● **MATERIAL FOR THIS EXERCISE**:
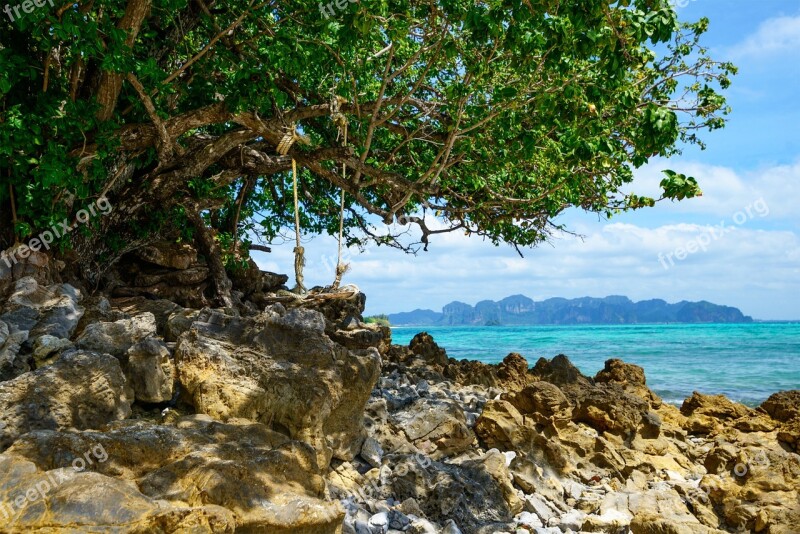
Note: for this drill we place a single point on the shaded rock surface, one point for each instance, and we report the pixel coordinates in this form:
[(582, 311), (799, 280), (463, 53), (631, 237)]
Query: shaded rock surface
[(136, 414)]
==
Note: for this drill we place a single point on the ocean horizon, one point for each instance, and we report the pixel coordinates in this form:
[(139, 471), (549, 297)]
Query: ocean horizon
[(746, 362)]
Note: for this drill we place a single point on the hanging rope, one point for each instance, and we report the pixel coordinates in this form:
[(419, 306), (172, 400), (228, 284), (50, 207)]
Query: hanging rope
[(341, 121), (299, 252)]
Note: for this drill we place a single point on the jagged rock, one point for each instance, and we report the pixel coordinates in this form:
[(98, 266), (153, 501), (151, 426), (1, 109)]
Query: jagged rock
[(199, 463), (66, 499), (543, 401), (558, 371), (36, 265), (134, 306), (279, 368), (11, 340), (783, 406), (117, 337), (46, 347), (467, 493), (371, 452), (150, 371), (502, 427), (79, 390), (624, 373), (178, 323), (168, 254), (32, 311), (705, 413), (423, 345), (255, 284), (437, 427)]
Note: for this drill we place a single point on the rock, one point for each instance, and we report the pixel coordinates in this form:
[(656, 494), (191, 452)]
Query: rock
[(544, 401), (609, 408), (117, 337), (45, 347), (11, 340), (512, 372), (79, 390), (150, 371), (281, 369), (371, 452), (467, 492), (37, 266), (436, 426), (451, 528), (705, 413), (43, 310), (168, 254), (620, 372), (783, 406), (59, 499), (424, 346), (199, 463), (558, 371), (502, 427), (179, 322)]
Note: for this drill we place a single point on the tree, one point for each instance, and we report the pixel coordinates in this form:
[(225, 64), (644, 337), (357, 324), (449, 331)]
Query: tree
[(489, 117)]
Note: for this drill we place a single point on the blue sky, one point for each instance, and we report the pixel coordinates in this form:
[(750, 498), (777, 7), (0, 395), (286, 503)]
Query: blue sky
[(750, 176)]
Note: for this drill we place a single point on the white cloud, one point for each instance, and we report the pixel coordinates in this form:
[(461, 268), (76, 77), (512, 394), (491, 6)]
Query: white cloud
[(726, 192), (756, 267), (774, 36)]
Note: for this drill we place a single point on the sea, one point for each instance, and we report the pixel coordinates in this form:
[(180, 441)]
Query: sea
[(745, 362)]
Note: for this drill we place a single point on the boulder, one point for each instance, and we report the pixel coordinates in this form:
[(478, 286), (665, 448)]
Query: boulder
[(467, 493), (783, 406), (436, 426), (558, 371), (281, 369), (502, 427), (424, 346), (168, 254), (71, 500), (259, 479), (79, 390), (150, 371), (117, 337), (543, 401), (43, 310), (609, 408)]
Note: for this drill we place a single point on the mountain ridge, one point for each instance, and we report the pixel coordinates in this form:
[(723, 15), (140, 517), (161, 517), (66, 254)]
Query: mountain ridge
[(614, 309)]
--
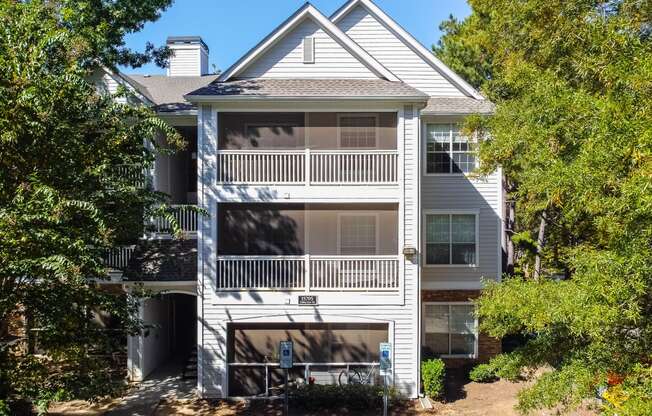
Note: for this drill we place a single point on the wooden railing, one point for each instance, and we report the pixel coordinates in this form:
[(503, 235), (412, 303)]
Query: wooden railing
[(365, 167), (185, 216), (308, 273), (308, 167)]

● **EXERCISE**: Output the material above exactly, but only from the line that carries "[(180, 441)]" through the line that carries "[(478, 286), (665, 448)]".

● **YOUR RESPONSE**:
[(180, 441)]
Query: sea
[(745, 362)]
Note: for this drill we place a single point on the boulder, one point for each instance, and we report the pixel coordinates in this form:
[(478, 286), (665, 448)]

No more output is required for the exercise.